Challenge
Rewrite all of the entries below, replacing "place a single dot" with "mark one point" and leaving everything else unchanged. Leave the pictures out of your answer.

Extracted data
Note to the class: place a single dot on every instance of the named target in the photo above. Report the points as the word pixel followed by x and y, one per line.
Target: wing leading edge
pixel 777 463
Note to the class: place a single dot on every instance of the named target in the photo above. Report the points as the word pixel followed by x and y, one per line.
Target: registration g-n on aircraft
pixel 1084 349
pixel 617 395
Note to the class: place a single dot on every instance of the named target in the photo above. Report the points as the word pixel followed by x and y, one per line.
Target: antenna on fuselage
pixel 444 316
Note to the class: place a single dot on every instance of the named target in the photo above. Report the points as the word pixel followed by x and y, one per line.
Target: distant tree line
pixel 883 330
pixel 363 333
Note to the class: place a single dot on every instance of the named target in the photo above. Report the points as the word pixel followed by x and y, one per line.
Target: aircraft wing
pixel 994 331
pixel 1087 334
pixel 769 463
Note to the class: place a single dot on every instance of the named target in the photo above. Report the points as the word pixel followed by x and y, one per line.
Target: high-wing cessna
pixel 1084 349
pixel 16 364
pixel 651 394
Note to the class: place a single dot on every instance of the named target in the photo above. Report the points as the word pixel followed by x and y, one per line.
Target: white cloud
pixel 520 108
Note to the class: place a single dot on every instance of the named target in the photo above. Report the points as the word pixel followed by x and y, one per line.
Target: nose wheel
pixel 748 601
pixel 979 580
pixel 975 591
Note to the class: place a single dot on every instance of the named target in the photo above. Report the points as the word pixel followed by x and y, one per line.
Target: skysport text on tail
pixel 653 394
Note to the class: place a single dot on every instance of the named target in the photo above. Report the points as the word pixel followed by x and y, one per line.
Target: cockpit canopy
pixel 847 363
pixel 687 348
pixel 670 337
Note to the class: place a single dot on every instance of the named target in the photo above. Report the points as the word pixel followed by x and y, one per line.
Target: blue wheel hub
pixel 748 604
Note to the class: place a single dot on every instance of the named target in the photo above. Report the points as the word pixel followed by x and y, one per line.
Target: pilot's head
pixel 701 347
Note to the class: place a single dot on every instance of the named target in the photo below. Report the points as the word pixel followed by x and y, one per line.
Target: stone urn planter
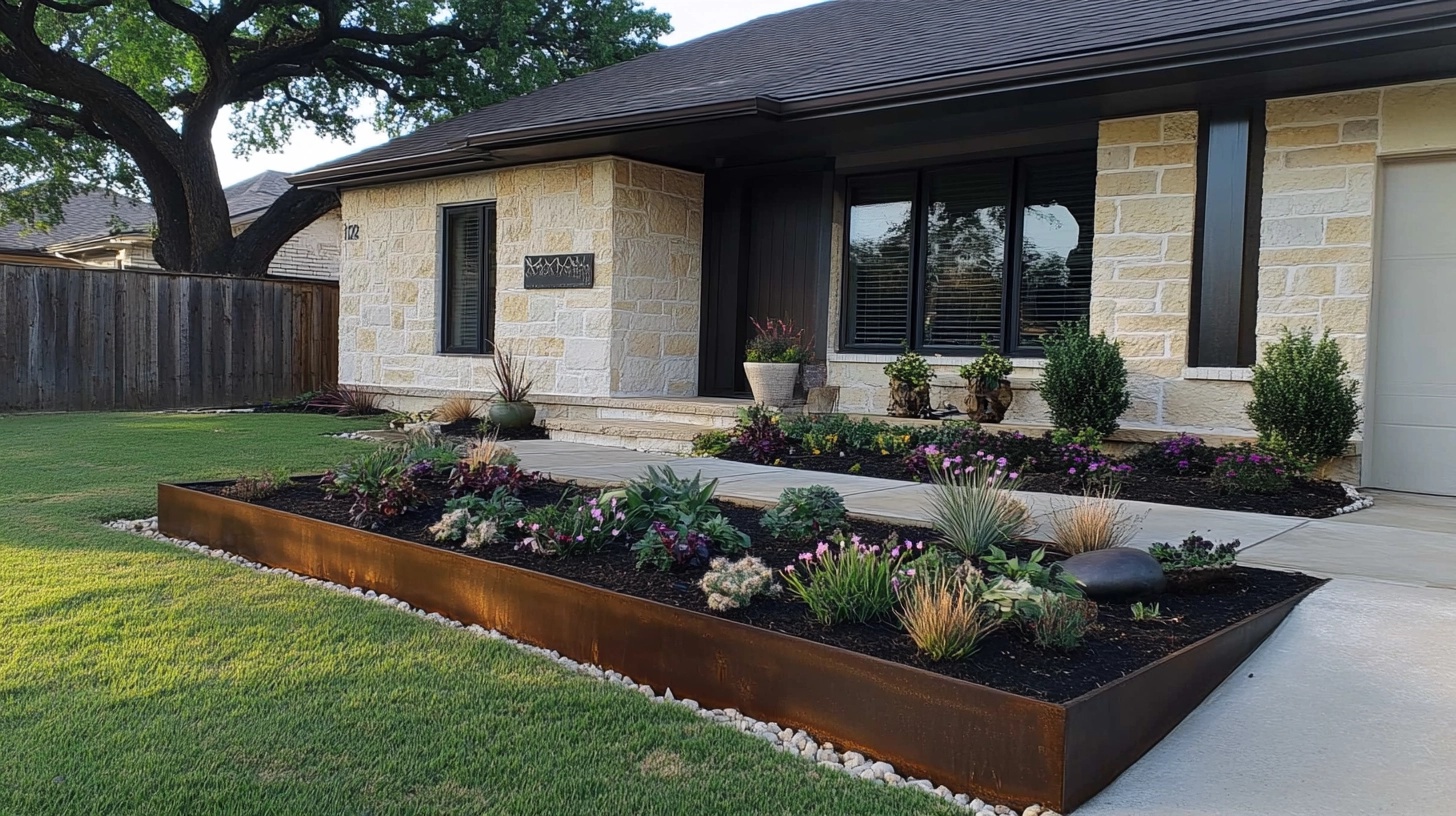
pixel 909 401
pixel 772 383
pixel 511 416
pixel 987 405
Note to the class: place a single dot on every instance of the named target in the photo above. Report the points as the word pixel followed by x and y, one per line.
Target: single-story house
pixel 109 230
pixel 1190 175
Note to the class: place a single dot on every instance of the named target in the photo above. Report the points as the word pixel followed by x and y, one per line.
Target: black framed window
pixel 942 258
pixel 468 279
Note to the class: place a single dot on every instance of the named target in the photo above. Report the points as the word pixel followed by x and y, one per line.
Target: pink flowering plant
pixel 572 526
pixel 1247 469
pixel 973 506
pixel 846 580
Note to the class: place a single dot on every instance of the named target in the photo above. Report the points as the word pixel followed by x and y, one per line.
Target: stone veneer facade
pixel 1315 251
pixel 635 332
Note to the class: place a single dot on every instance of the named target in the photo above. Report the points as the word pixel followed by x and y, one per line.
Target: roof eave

Task output
Note to the class: mark one point on every instance of the named target in the photo above. Report the points as the word pixel followed by x and y, one per line.
Target: wing leading edge
pixel 777 463
Note to the class: mark one point on every instance of the named target in the photo above. Report the points as the word pixel followed by x and y, one per line.
Target: registration g-n on aircraft
pixel 1084 349
pixel 617 395
Note to the class: mark one point on every instance of the named target in the photo above. Report the points as the word pixel followed by x and y, one per line.
Target: antenna on fuselage
pixel 444 316
Note to the class: mark one point on every instance of the named target in the photo above. Report the points as the word pixel followed by x and y, one per line.
Target: distant tree line
pixel 883 330
pixel 363 333
Note to the class: mark one point on every instance of the named target in the photo above. Report the points as the word pixel followed by x and y, one per line.
Target: aircraft wing
pixel 994 331
pixel 1087 334
pixel 769 463
Note to the class: mark one point on every instance of the named target in the photo above. Report the points as the word pixel followed by x and y, one per line.
Target: high-wing cessna
pixel 1084 349
pixel 16 364
pixel 651 394
Note to the class: mark one point on every instance of the named target in the photo above. Report the points as the word pixel followed by x and y, one per line.
Target: white cloud
pixel 520 108
Note to the class: mark one point on every instance of the named target in the photo above. Report the points as the word pixel followed by x and y, one per line.
Target: nose wheel
pixel 748 601
pixel 979 580
pixel 975 591
Note to the class: mark one point on every instance of the named target in the photo above. Report the points as the word pixel followed by x and y, one per line.
Target: skysport text on tail
pixel 653 394
Note to the class: mark one point on every instance of the named target in the photo above. Report the points as the word pixel followed by x and y, one per line.
Target: cockpit canopy
pixel 847 363
pixel 687 348
pixel 670 337
Note to the class: mark one point on every instance of the named target in the photo above. Report the points as the word pixel followed by x and y, one per line.
Target: blue wheel hub
pixel 748 604
Note to the class: mark one point on every instance of the named target in the photo above. Report the points as the word pixel followed by x and y, one per line.
Target: pilot's head
pixel 701 347
Note to the class: mark one point on every instance of the named target in the photo below. Report the points as the word pixel followed by x and y, one per line.
Target: stone urn planter
pixel 909 401
pixel 772 383
pixel 511 416
pixel 987 405
Note to the class: mark one point on every instance of the named target in the photo above. Report the points as the word pixel followed by x and y, one per line.
Target: single-story house
pixel 109 230
pixel 1190 175
Note to the class: mark one point on every instance of the named target in the photo above. Report the points as the word pixel followed by x and y, one per line.
Target: black framed window
pixel 942 258
pixel 468 279
Note to the class: mark one point on every instance of the named target in the photo above. Report the points as the word pixel followed by x and y, one per line.
Target: pink flowering plant
pixel 572 526
pixel 1247 469
pixel 973 506
pixel 846 580
Note to the class: mark one point on every instance of the named target in the photo above. Report the points as the word pixel followed by x and y, one per line.
Target: stone veneer facade
pixel 1315 251
pixel 635 332
Note to the class: mark one point on every instance of the named target in the photo above. Report the points as the word pixel followed by x and y, one per line.
Target: roof eave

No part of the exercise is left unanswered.